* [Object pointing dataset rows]
---------------

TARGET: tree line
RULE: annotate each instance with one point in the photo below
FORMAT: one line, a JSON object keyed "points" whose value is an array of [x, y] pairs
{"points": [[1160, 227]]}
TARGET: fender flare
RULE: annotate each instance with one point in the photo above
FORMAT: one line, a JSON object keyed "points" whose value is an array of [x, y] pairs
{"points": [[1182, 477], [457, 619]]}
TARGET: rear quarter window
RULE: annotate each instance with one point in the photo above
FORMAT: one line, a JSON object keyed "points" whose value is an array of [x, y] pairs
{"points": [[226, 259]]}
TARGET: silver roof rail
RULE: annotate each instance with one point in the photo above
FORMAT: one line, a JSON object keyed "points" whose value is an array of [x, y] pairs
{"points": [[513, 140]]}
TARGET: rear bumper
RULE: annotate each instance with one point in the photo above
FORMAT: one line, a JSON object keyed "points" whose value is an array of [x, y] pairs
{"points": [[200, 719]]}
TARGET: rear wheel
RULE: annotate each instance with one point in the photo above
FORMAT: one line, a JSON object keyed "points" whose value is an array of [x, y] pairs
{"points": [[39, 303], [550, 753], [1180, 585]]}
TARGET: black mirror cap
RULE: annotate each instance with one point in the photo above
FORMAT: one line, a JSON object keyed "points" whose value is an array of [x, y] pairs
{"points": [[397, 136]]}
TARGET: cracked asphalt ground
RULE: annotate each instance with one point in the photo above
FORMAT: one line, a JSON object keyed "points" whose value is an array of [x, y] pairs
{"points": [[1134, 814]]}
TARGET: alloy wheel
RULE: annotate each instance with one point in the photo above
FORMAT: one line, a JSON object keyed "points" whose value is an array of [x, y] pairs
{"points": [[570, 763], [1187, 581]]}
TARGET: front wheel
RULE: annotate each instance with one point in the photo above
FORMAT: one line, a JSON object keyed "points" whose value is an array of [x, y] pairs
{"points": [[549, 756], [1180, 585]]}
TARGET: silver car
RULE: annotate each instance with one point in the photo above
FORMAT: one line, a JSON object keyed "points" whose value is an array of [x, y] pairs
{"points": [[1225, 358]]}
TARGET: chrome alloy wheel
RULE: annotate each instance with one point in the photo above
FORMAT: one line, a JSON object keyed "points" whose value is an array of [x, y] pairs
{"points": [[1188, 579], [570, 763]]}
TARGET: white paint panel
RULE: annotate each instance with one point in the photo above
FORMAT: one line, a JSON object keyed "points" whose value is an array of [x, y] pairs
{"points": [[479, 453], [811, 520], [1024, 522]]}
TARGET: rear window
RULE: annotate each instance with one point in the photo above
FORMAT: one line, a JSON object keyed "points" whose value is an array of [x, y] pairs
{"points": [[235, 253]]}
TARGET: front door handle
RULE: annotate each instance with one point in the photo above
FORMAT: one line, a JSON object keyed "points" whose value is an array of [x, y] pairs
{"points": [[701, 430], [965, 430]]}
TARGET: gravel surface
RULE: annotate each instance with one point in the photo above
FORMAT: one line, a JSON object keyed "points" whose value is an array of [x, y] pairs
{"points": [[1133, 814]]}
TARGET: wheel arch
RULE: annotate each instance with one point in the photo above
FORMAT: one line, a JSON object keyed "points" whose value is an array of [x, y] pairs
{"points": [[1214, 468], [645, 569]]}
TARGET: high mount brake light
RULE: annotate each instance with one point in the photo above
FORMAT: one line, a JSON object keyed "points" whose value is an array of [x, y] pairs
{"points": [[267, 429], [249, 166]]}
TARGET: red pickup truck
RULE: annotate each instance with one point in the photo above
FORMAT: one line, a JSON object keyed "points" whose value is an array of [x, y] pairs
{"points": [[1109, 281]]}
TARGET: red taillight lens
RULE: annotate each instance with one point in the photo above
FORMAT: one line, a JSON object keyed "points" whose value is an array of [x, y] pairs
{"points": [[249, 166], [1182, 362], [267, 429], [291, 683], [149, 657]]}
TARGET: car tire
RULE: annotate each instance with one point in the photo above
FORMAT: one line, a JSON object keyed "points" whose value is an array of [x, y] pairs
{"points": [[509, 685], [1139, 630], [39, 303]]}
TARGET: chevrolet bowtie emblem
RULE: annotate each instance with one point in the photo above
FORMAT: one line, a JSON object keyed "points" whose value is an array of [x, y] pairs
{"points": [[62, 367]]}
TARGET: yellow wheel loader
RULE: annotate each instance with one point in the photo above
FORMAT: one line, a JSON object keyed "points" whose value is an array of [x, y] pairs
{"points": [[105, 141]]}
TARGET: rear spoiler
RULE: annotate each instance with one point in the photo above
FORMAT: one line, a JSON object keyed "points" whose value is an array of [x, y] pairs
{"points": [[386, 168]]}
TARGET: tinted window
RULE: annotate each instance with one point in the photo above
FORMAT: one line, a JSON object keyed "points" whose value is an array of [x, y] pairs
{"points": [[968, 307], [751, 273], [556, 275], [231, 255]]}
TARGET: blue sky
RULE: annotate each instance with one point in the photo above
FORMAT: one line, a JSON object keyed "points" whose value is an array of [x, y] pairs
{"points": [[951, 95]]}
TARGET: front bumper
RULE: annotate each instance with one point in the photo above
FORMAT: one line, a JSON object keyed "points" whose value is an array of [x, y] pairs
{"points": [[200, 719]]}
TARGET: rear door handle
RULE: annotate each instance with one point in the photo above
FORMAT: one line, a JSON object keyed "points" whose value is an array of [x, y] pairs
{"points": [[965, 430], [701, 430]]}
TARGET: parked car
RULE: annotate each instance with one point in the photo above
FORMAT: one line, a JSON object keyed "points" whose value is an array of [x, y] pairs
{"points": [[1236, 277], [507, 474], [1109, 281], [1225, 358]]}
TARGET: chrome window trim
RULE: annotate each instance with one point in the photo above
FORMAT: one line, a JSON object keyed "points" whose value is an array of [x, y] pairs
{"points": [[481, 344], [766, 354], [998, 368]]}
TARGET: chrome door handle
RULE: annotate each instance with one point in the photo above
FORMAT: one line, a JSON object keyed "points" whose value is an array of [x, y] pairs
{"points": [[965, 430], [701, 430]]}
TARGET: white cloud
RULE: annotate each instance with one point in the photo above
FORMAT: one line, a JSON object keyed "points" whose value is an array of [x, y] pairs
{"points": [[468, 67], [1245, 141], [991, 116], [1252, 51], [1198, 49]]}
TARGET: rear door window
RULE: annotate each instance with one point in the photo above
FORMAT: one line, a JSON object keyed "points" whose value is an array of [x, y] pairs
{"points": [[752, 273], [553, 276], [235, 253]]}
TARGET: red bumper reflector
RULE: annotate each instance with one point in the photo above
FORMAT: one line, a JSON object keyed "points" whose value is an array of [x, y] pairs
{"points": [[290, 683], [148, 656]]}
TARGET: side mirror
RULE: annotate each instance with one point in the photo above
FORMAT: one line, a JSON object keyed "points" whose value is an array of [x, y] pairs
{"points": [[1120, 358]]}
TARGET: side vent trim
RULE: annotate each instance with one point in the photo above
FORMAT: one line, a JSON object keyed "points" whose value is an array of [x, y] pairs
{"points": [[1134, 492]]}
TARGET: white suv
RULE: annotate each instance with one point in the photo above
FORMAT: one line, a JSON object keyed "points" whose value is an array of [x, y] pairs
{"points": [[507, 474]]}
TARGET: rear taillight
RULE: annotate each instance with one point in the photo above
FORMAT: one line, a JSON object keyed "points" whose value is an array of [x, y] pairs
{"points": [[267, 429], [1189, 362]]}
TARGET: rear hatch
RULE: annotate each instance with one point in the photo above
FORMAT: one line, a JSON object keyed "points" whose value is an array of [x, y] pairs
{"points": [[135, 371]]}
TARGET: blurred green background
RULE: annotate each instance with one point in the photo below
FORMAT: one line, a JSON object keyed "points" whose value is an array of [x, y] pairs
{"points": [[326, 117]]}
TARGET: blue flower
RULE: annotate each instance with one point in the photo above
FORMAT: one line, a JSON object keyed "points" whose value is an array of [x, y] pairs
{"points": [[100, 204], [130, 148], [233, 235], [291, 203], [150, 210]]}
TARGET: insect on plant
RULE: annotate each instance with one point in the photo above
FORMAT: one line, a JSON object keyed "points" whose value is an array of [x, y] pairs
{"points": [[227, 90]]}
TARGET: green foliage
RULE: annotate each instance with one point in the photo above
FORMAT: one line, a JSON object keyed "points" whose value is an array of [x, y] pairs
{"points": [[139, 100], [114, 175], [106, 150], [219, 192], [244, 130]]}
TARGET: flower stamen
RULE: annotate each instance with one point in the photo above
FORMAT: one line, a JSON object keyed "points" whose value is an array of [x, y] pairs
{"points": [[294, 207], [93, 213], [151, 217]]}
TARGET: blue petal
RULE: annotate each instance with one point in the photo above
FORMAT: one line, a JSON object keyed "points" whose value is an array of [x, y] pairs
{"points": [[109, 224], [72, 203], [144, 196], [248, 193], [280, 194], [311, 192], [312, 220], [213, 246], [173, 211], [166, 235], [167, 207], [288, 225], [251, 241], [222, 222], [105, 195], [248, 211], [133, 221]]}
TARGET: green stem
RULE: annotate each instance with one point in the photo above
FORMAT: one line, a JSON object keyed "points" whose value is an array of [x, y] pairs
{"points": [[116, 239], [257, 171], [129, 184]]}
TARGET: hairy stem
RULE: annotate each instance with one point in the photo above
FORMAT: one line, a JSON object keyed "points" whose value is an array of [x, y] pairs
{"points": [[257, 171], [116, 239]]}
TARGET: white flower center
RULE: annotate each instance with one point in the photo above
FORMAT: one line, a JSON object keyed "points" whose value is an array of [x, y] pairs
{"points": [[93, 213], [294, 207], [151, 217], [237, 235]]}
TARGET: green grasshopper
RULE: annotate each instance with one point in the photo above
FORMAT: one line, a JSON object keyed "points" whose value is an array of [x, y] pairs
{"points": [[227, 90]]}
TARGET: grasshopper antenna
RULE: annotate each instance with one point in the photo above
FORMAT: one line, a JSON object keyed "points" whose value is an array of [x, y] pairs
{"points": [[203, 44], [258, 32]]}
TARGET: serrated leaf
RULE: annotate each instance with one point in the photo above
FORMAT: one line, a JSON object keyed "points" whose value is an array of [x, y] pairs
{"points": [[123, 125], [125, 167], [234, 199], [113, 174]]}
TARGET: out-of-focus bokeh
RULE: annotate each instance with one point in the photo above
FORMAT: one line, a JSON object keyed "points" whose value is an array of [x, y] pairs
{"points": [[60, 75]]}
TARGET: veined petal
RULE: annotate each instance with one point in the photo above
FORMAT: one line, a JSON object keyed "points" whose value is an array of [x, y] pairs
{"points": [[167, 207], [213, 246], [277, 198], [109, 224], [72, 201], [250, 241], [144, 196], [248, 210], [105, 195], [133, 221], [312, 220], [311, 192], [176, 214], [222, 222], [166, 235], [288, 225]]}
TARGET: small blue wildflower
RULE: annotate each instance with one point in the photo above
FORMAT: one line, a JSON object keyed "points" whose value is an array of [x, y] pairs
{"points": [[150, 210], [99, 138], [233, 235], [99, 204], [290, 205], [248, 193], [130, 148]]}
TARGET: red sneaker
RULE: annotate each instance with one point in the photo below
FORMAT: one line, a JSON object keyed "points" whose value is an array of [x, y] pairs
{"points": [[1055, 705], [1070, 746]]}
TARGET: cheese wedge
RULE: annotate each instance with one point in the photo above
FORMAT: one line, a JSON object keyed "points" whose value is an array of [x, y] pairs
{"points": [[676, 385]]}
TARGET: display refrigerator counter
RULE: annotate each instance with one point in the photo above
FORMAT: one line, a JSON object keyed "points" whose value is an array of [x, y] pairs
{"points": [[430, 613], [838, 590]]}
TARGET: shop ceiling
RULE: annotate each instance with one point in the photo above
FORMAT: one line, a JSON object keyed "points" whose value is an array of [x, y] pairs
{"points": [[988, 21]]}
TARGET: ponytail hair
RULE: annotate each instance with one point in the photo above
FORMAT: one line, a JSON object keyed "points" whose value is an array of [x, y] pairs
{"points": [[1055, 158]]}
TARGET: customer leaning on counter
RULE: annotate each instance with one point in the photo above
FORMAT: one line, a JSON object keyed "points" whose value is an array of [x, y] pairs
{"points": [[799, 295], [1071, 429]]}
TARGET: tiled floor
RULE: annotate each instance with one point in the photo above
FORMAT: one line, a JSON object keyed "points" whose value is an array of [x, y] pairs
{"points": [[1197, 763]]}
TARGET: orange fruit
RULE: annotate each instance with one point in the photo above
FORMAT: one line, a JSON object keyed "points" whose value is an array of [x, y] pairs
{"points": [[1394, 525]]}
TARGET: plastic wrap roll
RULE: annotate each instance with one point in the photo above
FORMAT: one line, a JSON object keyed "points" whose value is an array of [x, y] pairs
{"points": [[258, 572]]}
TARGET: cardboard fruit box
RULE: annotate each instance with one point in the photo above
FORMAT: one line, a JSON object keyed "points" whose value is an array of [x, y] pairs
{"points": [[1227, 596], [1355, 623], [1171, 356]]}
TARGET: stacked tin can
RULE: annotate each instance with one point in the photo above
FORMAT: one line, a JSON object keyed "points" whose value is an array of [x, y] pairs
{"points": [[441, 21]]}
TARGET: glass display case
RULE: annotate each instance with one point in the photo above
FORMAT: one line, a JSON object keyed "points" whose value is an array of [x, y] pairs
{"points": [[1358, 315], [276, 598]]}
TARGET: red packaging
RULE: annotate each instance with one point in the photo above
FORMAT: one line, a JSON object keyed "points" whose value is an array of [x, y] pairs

---------------

* [Written exercise] From the line holding "TARGET: orange fruit" to the last line of the records, quote each line exactly and add nothing.

* [Expected answer]
TARGET: orange fruit
RULE: annotate each instance with one point in the photo above
FORMAT: one line, a JSON object keyed "points" whose value is an array of [x, y] pairs
{"points": [[1394, 525]]}
TARGET: plastic wrap roll
RULE: annotate each instance with one point in the photo above
FORMAT: one line, a JSON object keyed "points" whose value is an array of [x, y] pairs
{"points": [[258, 572]]}
TARGET: cardboard fruit box
RULE: annotate each instance with one point in the photo above
FORMAT: one line, a JSON object keyed "points" whose value is an array of [x, y] pairs
{"points": [[1227, 596], [1355, 623], [1171, 356]]}
TARGET: stacked tin can
RULE: annotate each instance with one point in the photo above
FORMAT: one line, a JSON object keyed "points" whose value is an array of [x, y] pairs
{"points": [[441, 21]]}
TARGET: glass display case
RULE: annotate each instance with one point in the photo above
FORMAT: one line, a JSON object keyed "points" whose value is an array of [x, y] pairs
{"points": [[1358, 315], [276, 598]]}
TARGET: red packaging
RULE: annotate each instance with one point in the photo above
FORMAT: one line, a JSON object keyed "points" whose value is an array of [x, y] pairs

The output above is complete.